* _Actions to take_
(a) Reproduce the passage from the article on NRL's antimicrobial resistance testing, starting at "During the June" and ending at "the Middle East.".
(b) Write the next part of the article on NRL's antimicrobial resistance testing, picking up after its final sentence.

* _Excerpt to read_
::::::
NRL researchers test technology to identify antimicrobial resistance
The team successfully tested the NRL-developed ARDM at NAMRU-2's satellite laboratory at the National Institutes of Public Health in Phnom Penh, Cambodia. NAMRU-2 studies infectious diseases of critical public health and military importance to the U.S. and partners in the Pacific region.
During the June test, the scientists used the ARDM to test more than 50 drug-resistant pathogens and wound isolates, including methicillin-resistant Staphylococcus aureus. The device simultaneously detects hundreds of pathogens with a one-day turnaround time.
NRL scientist Chris Taitt noted the different types and levels of multi-drug resistance in Phnom Penh in comparison to similar bacterial pathogens from South America, North Africa, West Africa and the Middle East.
::::::
* _Data section_

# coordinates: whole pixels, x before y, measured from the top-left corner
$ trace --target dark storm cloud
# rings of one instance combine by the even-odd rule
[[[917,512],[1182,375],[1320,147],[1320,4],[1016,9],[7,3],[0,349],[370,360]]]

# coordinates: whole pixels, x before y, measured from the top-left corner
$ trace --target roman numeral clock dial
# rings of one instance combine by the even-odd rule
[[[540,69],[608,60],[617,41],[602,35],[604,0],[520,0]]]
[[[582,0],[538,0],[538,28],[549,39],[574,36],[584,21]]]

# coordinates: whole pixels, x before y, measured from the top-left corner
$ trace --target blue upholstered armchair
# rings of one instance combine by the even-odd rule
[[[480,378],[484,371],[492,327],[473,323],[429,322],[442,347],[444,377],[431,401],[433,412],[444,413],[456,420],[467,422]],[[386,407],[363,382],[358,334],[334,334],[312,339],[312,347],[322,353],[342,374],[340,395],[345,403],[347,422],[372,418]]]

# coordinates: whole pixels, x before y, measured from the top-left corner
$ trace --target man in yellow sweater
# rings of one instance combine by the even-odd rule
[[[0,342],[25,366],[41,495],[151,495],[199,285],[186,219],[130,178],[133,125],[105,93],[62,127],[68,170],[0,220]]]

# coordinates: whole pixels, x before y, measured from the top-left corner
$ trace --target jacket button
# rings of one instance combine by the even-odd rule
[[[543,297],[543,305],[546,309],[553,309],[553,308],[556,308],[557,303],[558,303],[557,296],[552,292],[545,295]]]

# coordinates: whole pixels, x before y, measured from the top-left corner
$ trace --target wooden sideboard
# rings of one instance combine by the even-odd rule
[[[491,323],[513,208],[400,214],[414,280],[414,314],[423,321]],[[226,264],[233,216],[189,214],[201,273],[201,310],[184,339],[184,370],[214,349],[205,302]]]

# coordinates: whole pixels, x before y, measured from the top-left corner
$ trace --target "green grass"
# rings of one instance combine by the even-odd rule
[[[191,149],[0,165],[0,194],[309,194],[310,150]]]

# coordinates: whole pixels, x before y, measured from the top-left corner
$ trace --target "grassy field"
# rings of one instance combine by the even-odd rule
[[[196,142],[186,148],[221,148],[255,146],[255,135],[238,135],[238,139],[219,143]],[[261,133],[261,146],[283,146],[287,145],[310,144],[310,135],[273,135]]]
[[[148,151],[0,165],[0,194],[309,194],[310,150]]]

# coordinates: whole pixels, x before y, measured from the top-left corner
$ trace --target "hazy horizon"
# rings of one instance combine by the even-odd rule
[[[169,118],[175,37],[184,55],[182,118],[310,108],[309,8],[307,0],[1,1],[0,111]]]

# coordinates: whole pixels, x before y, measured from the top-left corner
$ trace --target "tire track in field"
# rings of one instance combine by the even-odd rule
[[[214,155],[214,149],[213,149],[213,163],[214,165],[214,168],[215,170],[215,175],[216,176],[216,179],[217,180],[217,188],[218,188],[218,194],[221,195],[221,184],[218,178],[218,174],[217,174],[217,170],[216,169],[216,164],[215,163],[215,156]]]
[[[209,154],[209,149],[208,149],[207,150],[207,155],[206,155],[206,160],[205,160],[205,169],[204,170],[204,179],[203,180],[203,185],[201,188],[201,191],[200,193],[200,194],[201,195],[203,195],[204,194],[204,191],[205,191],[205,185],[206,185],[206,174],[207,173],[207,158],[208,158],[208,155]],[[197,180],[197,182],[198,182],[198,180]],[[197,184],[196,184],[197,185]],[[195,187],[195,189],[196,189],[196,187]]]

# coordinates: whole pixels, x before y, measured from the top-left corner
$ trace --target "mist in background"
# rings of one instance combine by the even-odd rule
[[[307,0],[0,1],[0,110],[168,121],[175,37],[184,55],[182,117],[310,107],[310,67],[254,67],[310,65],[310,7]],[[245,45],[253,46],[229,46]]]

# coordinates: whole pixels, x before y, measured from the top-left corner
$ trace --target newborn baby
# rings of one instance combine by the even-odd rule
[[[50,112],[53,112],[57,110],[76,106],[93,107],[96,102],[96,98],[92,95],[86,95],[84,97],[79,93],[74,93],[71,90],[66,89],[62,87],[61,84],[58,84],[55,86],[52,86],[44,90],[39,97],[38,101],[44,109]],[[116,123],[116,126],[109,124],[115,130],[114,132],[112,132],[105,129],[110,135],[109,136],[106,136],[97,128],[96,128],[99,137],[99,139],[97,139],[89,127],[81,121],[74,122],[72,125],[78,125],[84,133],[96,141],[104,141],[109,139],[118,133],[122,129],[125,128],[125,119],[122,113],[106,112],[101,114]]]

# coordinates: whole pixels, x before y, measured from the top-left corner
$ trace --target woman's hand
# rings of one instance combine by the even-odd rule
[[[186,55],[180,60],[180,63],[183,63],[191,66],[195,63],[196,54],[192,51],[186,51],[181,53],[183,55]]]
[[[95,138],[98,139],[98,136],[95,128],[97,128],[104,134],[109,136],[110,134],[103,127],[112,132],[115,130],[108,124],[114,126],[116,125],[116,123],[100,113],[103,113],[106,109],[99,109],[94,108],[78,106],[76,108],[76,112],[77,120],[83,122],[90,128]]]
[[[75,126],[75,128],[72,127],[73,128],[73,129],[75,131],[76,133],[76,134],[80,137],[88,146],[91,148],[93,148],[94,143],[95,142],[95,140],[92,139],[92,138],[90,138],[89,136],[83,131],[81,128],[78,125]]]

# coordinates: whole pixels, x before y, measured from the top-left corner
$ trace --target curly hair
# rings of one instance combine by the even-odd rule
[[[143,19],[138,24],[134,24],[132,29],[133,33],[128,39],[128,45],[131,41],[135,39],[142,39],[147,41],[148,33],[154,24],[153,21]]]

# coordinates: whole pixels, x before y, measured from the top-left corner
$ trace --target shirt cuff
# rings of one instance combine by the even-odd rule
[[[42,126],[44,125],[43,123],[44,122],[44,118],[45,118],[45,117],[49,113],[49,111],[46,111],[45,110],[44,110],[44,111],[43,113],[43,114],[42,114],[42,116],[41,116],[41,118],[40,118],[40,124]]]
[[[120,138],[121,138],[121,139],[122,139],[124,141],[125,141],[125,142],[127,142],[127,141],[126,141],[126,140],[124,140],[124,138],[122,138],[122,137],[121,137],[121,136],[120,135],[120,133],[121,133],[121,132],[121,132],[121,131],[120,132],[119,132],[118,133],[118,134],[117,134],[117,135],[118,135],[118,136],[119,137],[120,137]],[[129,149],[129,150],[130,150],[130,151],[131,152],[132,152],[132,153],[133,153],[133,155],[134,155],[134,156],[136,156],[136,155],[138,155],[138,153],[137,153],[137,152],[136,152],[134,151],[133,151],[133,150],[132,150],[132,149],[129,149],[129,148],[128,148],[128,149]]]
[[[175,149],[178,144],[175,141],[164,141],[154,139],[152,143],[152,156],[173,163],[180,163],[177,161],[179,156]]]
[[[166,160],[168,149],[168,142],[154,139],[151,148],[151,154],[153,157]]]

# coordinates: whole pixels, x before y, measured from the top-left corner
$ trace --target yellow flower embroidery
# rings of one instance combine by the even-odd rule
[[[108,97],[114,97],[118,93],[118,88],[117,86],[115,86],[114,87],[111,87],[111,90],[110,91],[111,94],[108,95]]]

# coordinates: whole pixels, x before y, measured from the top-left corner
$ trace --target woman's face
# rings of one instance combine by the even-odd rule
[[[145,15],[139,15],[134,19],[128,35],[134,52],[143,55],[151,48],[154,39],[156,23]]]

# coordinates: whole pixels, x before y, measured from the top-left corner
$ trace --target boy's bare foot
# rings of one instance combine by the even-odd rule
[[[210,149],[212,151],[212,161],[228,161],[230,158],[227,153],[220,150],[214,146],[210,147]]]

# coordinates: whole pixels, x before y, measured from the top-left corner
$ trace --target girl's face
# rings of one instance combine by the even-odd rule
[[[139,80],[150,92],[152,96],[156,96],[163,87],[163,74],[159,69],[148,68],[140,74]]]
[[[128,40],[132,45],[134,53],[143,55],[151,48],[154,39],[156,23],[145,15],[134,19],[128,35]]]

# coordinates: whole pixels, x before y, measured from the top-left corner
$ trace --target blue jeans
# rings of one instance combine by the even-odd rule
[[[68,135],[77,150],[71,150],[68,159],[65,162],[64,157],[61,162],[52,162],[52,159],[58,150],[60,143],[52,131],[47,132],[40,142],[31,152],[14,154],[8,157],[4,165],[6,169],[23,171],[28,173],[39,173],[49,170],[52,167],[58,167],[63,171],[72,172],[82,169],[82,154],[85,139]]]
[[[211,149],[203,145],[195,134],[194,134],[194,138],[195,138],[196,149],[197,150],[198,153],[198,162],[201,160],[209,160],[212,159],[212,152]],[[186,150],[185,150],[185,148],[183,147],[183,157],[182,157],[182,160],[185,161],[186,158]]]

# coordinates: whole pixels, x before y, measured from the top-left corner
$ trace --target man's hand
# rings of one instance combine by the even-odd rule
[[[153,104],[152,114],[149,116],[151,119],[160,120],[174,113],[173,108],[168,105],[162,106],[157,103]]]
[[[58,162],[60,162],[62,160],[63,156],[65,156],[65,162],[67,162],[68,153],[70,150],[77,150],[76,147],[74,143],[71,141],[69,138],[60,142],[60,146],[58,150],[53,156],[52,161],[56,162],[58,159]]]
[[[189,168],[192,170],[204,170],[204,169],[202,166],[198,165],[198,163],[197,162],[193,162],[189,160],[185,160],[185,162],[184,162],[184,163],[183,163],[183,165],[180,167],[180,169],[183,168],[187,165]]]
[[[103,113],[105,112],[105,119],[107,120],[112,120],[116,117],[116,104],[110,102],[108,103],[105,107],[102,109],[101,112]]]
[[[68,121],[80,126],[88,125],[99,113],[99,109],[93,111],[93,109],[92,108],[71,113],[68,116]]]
::::::
* _Responses by item number_
(a)
During the June test, the scientists used the ARDM to test more than 50 drug-resistant pathogens and wound isolates, including methicillin-resistant Staphylococcus aureus. The device simultaneously detects hundreds of pathogens with a one-day turnaround time.
NRL scientist Chris Taitt noted the different types and levels of multi-drug resistance in Phnom Penh in comparison to similar bacterial pathogens from South America, North Africa, West Africa and the Middle East.

(b)
Data collected with the ARDM can guide medical personnel toward successful treatment options when dealing with soldiers and sailors deployed to different regions. The knowledge gained may allow epidemiologists to track the spread of new and emerging antibiotic resistance and provide guidance for public health and antimicrobial administration policies to respond quickly to infectious disease outbreaks.
Using the ARDM, researches can more effectively provide the military with knowledge to help protect them against the diseases they might face around the world.